_Study text_.
▶

Data Engineer position for 2 years on online misinformation spread
The Sciences Po médialab is hiring a research engineer to feed with tools and data two projects on misinformation spread online (2 years position).
This position is part of two projects both focused on misinformation online: 75% of the time will be dedicated to the DE FACTO project and 25% to the SPSM project.
About the projects
The DE FACTO project, led by Dominique Cardon, is a collaboration between médialab, AFP, CLEMI and xWiki, funded by the European Commission for 3 years. The goal of the project is to develop France’s national EDMO hub, meant to observe, analyze and answer online misinformation through the collaboration of journalists, academics and educators. On its research side, the project aims at producing detailed independent analysis of the themes, actors and propagation pathways of online misinformation in France, as well as measuring its impact on the public opinion and on the agenda and regulation of news outlets.
The SPSM project is led by Achim Edelmann and funded by the McCourt Institute for 3 years. It intends to study the role of scientific and political actors in the spread of misinformation in the U.S. and France on both public and private online social networks. Public platforms will be analyzed through innovative Social Media Analysis and NLP techniques while private messaging will be tackled by implementing a set of randomized controlled experiments to test how forms of scientific and political endorsements curb or foster the sharing of misinformation.
Key missions of the position
The primary mission of this position is to develop and improve software tools, to conduct data collection operations in a large variety of digital platforms, and to participate in their analyses. The data engineer will take part in the following activities:
- aggregate, enrich and maintain a live database of fake news articles, built from a variety of curated sources such as DeFacto’s fact-check media partners, Facebook’s fact-checkers partners and other US fact-checking agencies;
- enrich and develop médialab’s open source tools catalog to allow wide tracking, harvesting and text analysis of data from social media (Facebook, Twitter, YouTube, Instagram, TikTok…) and the public web;
- track, retrieve and process social reactions (comments, shares, likes…) to fake news articles on the different public platforms;
- run NLP/ML analyses, events detection algorithms and network analyses on the articles and their reactions to evaluate, visualize and measure the circulation, endorsements and impacts of misinformation online;
- implement randomized controlled web/online experiments to test how endorsements from social institutions curb or foster the sharing of misinformation across public and private messaging platforms (WhatsApp, Telegram…);
- contribute to the preparation and redaction of academic articles and reports on misinformation spread using all of the above.
You can check examples of our existing data collection and analysis tools on our Github.

◀

(Dataset entries)
▶

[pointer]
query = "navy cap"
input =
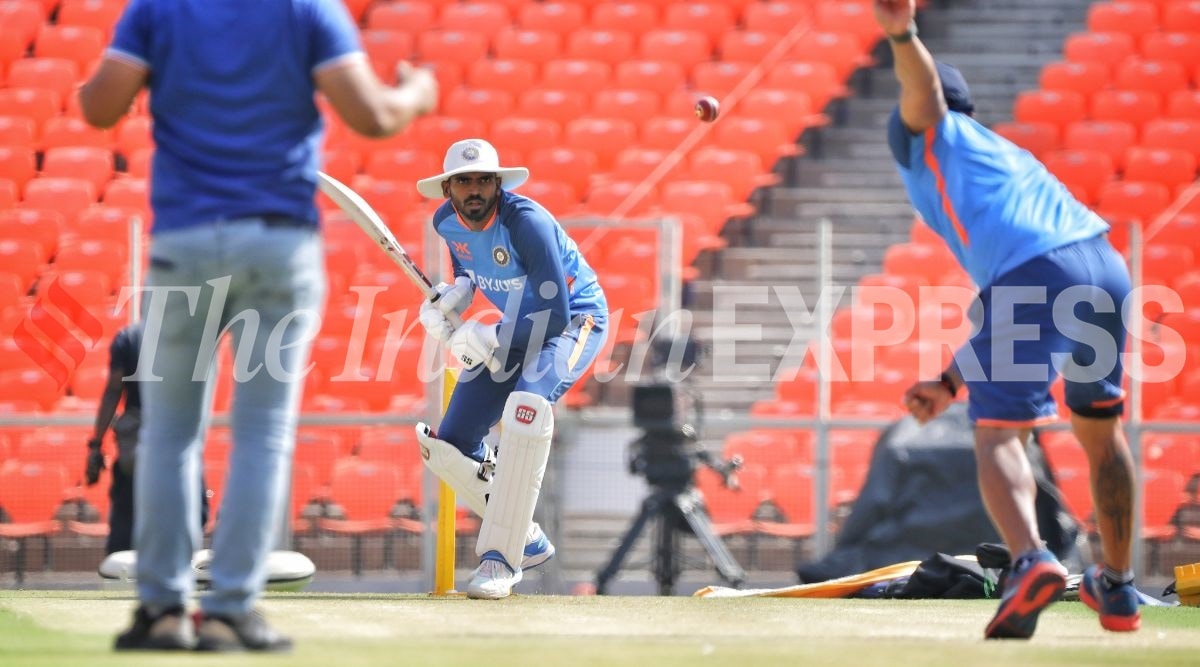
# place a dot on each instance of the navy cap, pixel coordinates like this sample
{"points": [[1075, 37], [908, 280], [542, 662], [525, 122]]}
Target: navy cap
{"points": [[954, 89]]}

◀

_Parts of the exercise_.
1. Decide whether each statement agrees with the job posting: (a) The DE FACTO project is funded by the McCourt Institute. (b) Three quarters of the position's time goes to the DE FACTO project. (c) The SPSM project looks at misinformation in the U.S. and France. Answer yes or no for each and quote the words of the job posting that settle it.
2. Proceed with the job posting for the médialab data engineer position, writing on from its final sentence.

_Written responses_.
1.
(a) No: "funded by the European Commission for 3 years"
(b) Yes: "75% of the time will be dedicated to the DE FACTO project"
(c) Yes: "the spread of misinformation in the U.S. and France"

2.
Desired skills & experience
- Python is our team’s prefered programming language, more are welcome, R as an extra would be appreciated
- Writing open source code collaboratively with git
- Experience working with web data collection (collection tools, scraping, APIs)
- Experience working with heavy datasets on remote servers
- Experience using Python and/or R NLP and ML libraries to extract themes and classify or categorize contents and their authors
- Experience with social network data and analysis and/or graph theory
- Some experience with indexing technologies such as ElasticSearch appreciated
- Fluent French and English
Minimal experience requested: 2 years
You will join the tech team at médialab SciencesPo (Paris 7) and work with researchers, software engineers, designers, and data scientists. This is a good opportunity to learn and contribute to a wide range of open source data science tools in the domains of data collection, natural language processing, machine learning and network analysis, with applications to sociopolitical analysis.
Research engineers at médialab are encouraged to participate as co-authors in the production of academic articles and to lead their own publications if they wish to do so.
This is a 24-months position, starting as early as possible depending on availability.
Competitive salary depending on experience, complemented with full health insurance, 40 days paid leave per year (+5 RTT) and restaurant-tickets. Remote work is possible 2 days per week (naturally extendable during pandemic times).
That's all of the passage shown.